Exercise instructions
Without skipping anything, write out each record below exactly.

The records
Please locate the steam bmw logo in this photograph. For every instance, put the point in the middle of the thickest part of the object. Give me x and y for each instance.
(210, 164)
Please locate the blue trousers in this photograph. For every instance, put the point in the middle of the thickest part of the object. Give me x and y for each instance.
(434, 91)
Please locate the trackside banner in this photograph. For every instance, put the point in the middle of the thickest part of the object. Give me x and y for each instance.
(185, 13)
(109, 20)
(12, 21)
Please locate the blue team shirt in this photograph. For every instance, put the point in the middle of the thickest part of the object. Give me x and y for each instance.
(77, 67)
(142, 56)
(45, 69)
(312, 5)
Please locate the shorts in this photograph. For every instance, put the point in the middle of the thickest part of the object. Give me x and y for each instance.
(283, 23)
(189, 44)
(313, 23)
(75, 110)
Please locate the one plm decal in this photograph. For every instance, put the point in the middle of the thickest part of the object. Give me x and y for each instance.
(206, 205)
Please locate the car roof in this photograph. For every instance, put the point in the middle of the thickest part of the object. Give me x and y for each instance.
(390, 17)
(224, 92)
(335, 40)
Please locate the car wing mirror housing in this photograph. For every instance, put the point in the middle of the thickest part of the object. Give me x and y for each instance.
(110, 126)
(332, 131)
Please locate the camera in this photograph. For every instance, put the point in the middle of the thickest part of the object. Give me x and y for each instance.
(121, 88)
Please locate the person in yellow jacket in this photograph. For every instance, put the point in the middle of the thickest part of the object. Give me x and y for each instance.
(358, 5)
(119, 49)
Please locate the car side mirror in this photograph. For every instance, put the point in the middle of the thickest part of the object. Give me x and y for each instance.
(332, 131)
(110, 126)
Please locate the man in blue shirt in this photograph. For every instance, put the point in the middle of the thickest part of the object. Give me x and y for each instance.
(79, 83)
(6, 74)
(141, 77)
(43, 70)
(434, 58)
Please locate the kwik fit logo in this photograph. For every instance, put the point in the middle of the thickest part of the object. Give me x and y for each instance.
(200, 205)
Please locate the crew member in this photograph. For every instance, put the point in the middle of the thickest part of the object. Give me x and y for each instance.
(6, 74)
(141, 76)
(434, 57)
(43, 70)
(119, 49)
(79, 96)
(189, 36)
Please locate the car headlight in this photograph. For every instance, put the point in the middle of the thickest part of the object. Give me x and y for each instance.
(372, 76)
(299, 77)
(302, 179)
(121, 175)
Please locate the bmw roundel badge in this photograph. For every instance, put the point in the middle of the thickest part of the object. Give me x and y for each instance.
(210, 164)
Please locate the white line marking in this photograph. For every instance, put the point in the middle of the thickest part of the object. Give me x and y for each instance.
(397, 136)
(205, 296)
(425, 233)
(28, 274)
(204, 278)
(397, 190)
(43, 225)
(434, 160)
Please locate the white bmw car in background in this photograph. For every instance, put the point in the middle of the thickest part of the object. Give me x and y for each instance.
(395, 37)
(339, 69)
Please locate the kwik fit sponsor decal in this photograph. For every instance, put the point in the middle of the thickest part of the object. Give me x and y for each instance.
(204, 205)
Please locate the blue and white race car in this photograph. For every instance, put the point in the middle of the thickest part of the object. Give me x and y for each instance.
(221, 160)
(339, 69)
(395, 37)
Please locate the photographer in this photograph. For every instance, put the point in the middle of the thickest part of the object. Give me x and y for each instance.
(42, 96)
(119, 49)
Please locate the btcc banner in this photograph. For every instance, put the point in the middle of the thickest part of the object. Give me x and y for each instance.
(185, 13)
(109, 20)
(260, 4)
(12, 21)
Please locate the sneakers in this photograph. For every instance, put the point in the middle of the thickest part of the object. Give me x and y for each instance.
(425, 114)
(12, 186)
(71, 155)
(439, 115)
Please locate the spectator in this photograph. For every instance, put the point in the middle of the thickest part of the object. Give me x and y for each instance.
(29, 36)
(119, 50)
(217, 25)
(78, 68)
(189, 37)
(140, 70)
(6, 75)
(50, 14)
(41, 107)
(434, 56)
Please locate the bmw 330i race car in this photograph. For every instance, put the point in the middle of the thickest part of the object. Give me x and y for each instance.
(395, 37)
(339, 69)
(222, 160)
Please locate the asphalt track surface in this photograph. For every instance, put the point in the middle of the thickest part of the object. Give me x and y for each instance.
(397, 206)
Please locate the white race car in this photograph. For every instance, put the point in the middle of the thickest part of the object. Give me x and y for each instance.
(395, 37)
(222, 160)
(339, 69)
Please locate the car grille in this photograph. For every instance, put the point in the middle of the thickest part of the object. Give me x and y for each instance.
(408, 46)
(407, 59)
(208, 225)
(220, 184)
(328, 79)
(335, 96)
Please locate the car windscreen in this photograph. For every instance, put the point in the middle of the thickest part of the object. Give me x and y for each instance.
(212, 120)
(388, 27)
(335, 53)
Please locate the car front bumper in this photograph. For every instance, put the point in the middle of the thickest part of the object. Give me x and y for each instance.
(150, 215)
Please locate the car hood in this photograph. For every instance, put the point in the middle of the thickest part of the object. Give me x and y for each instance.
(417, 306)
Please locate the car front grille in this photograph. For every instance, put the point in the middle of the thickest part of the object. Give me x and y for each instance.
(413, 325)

Final result
Please locate the steam bmw logo in this photograph. For every instance, put the point in the middle of the thickest part of the object. Give me x and y for each instance.
(210, 164)
Please locate the blue trousers in this photograph. For every instance, put the point in the middle of the thickest part of the object. Give me x and y for each instance.
(434, 91)
Please locate the trackside banner in this photograph. For every instance, put the point in the middle of the thickest part of the object. Give me x and y for each instance.
(185, 13)
(109, 20)
(12, 21)
Please locate the blue team shirt in this photograph. For every instance, put the point in the middle of the thickest part of the object. Give me x and y for each instance.
(77, 67)
(142, 56)
(45, 69)
(312, 5)
Please locate the shorts in this photograph. For every instance, put the point in the middle of the thickest part of the object. Give me x and y for each instance.
(283, 23)
(189, 44)
(313, 23)
(75, 110)
Please locate the one plm decal in this photograph. For every instance, put the point in the middle of the thickest part of the object. Give me x and y for each instance.
(206, 205)
Please locate the car roof in this photograph. For every instance, put the point in the middle of the thickest part of the object. Give me x and y for each instance.
(390, 17)
(224, 92)
(335, 40)
Please locate the car wing mirror housing in this photograph. For every instance, put the point in the middle of the thickest part of the object. Give me x and y for each instance.
(110, 126)
(332, 131)
Please locate the camera in this photograph. For every instance, put the point in the middle of the thickest part of the object. Give me x and y for each instance.
(121, 88)
Please locate the person in yellow jacket in this photograph. For every instance, put the point in the middle of the thickest part of the object. Give me x and y for each instance.
(358, 5)
(119, 49)
Please locate the car side mirror in this photograph. For every instance, put the point in the middle of the thickest part of the object. Give me x and y for each instance.
(332, 131)
(110, 126)
Please locate the man in blue shirt in this photograph. For every instance, put the point in the middle of the thickest part of the object. Give me x and y for each instance.
(79, 83)
(6, 74)
(141, 77)
(43, 70)
(434, 58)
Please locate the kwik fit logo in this photograph. For every instance, put the point in the middle of the thickest part of the object. Give me x and y for each instance.
(200, 205)
Please locate the crew member in this photograph. For every instance, put the point in the middle of the thickest part of the object. Give me x and y for each instance.
(6, 74)
(141, 76)
(434, 57)
(43, 70)
(119, 49)
(79, 96)
(189, 36)
Please locate the car headlight in this photograph. For every instance, put the point in the middle of the thickest part of the object. Give me x and y for each instance.
(372, 76)
(299, 77)
(302, 179)
(121, 175)
Please locate the bmw roundel badge in this photograph. For every instance, put the point in the middle of the thickest part of the object. Give me x and y for each instance.
(210, 164)
Please locate the white line marking in this photograph. For every instance, put the point in the middle of the thickest part of the object. Give me x and y for each instance.
(397, 136)
(205, 296)
(425, 233)
(28, 274)
(204, 278)
(397, 190)
(43, 225)
(434, 160)
Please locate the white bmw car in background in this photograph. For every instance, put the point in the middle of the thickest part of the object. Give me x and y for each instance.
(395, 37)
(339, 69)
Please locate the kwik fit sponsor decal in this photograph. For every instance, put the point in the middle of the thickest part of the object. Give me x and y for each instance.
(204, 205)
Please locate the blue and white race car in this photograph. For every instance, put the point in the middle of the thickest part of the object. Give me x and y for each instance.
(221, 160)
(339, 69)
(395, 37)
Please locate the photographer in this photograph. For every instance, put the point in the middle of the thickest part of the object. Give me x and y for each instance.
(42, 96)
(119, 49)
Please locate the btcc banner in this photograph. For every instance, put the point in the middle of the thickest part of the object. Give me x and y for each instance.
(185, 13)
(109, 20)
(260, 4)
(12, 21)
Please locate the sneakers in this photograph. For every instance, put the point in the middle of the thickest part of the object. Give me x and y for each instance.
(425, 114)
(12, 186)
(71, 155)
(439, 115)
Please locate the spectator in this photograph. For every instance, put the point in the middle of the thickest part of the object. Give me x and y for each instance.
(29, 36)
(119, 50)
(217, 25)
(78, 68)
(189, 37)
(140, 70)
(6, 75)
(50, 14)
(41, 107)
(434, 56)
Please locate the bmw 330i race car in this photograph. For every instance, put the point in the middle of the thickest part of the object. Give me x and y for each instance.
(395, 37)
(339, 69)
(222, 160)
Please locate the asphalt track surface in this photograph. For every instance, put the point in the middle of the thickest part of the object. Give me x and y for each instance.
(397, 206)
Please locate the white race car in this photograph. For every instance, put the point in the middle of the thickest part of the object. Give me x and y for each instance.
(395, 37)
(222, 160)
(339, 69)
Please locate the car grille in this photograph. For every instance, put the point in the middle of the thickest part of the object. Give me x and y for each instance.
(408, 46)
(407, 59)
(208, 225)
(220, 184)
(328, 79)
(335, 96)
Please locate the car windscreen in this photograph. For every instance, put the point in the middle of the thickest part of the object. Give me x and y for each instance.
(212, 120)
(388, 27)
(335, 53)
Please locate the car front bumper in this photograph. For every instance, put the point in the middle of the thickest part of the object. Give me x and y for each instance.
(150, 215)
Please locate the car hood in this photograph. For every instance, put the point in the middle of the thickest part of the object. Give me x and y for each instance.
(417, 306)
Please locate the car front grille in this photograph. For every instance, put the point in the middle of the thickest part of the object. Give me x and y for each instance.
(413, 325)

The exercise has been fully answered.